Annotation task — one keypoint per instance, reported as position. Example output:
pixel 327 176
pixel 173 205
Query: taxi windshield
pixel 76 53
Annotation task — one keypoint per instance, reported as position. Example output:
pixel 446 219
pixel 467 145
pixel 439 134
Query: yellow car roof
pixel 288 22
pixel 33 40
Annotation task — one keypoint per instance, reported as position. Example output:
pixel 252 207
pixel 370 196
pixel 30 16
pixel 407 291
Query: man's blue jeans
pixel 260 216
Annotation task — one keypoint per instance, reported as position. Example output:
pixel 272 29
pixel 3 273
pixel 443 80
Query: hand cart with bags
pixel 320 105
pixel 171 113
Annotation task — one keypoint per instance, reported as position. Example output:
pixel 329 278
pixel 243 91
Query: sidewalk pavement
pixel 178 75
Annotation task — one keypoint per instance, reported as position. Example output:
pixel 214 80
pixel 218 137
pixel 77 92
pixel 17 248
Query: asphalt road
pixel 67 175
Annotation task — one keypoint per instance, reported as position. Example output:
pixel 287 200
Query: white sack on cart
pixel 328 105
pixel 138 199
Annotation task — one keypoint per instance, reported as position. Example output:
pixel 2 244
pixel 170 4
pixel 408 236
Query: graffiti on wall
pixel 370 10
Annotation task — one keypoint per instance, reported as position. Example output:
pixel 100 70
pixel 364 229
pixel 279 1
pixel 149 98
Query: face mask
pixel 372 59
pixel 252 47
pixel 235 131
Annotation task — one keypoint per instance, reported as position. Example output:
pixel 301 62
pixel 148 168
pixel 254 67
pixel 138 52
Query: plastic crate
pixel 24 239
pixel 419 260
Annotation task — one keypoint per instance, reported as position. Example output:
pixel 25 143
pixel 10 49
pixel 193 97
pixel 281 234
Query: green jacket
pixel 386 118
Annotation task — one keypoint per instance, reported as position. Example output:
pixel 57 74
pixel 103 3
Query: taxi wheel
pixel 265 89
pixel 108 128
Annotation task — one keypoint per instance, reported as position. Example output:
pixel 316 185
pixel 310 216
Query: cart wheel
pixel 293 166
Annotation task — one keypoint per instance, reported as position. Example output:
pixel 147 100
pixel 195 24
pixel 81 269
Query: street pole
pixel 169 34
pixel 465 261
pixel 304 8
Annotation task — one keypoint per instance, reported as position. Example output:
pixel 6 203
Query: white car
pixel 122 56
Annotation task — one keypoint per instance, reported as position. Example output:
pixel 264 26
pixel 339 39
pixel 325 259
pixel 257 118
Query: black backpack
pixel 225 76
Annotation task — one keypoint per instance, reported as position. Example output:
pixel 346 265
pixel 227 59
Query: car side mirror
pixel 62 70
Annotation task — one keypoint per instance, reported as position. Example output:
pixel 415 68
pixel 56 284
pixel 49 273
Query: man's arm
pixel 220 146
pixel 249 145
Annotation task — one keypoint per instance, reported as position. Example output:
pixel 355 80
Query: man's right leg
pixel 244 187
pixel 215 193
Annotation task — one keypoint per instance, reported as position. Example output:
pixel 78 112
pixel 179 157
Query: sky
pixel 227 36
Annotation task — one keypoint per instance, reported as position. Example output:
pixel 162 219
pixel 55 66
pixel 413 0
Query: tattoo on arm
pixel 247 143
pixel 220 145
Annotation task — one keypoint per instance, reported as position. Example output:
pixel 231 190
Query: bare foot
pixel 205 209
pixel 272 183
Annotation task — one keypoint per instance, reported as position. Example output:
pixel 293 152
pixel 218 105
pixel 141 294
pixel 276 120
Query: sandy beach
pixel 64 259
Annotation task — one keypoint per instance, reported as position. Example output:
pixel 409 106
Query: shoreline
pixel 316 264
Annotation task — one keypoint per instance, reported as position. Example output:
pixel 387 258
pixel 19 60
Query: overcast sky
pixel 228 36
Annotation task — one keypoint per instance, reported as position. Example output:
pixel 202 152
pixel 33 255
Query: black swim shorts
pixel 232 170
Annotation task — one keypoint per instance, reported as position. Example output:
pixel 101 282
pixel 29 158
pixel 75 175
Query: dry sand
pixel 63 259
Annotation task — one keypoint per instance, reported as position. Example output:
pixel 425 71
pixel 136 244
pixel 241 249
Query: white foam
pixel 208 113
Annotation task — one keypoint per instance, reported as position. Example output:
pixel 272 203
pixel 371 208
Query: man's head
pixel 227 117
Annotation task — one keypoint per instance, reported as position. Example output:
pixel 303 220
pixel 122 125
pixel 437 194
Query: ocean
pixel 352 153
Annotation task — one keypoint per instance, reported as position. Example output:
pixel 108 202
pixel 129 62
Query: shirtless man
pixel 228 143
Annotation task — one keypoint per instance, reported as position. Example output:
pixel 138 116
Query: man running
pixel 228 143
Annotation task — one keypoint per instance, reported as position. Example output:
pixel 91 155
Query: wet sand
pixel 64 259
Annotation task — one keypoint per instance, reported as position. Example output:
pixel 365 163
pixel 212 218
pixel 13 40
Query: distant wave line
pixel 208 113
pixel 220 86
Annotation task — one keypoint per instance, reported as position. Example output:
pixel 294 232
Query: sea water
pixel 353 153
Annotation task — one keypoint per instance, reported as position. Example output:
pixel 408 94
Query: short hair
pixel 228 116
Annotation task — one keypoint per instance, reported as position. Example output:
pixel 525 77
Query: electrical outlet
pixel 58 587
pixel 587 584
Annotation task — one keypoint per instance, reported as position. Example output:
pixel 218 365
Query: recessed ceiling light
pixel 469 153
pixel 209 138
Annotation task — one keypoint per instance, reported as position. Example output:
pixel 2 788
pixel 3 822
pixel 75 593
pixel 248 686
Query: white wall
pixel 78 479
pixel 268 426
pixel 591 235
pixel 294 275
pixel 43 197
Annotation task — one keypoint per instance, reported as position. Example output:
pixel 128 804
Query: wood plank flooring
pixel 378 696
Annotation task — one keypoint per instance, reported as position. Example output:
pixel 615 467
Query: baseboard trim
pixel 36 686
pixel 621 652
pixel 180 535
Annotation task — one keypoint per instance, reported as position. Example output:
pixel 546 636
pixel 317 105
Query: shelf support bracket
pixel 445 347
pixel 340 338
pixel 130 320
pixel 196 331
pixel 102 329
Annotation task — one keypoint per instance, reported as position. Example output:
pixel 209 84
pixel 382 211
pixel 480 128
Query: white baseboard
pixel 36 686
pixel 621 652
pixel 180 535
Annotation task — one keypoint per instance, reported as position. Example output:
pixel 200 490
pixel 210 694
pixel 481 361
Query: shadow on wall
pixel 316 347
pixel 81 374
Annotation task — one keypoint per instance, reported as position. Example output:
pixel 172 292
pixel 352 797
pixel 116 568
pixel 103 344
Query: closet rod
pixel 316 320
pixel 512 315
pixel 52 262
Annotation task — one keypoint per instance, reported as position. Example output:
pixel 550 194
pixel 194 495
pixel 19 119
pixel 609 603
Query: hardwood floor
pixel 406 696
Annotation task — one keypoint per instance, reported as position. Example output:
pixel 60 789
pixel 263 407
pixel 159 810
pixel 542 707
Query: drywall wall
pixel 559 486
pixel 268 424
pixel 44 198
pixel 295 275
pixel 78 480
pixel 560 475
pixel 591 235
..........
● What to do
Rename "Annotation task" to "Labeling task" in everything from the start of the rows down to the line containing "pixel 67 175", and return only those lines with nothing else changed.

● Response to this exercise
Labeling task — one keypoint per instance, reported as position. Example output:
pixel 327 176
pixel 173 205
Query: taxi windshield
pixel 76 53
Labeling task — one keypoint per instance, reported as position. Example output:
pixel 446 219
pixel 467 145
pixel 439 134
Query: yellow car roof
pixel 288 22
pixel 33 40
Labeling task — one keypoint per instance, reported as position. Example output:
pixel 252 207
pixel 370 196
pixel 30 16
pixel 407 291
Query: man's blue jeans
pixel 260 216
Labeling task — one keypoint per instance, reported as position. Example output:
pixel 272 29
pixel 3 273
pixel 443 80
Query: hand cart with bags
pixel 320 105
pixel 171 113
Labeling task — one keypoint per instance, reported as position. Example output:
pixel 329 278
pixel 243 91
Query: sidewalk pavement
pixel 178 75
Labeling task — one keypoint per instance, reported as position. Example output:
pixel 214 80
pixel 218 137
pixel 77 92
pixel 17 248
Query: asphalt road
pixel 67 175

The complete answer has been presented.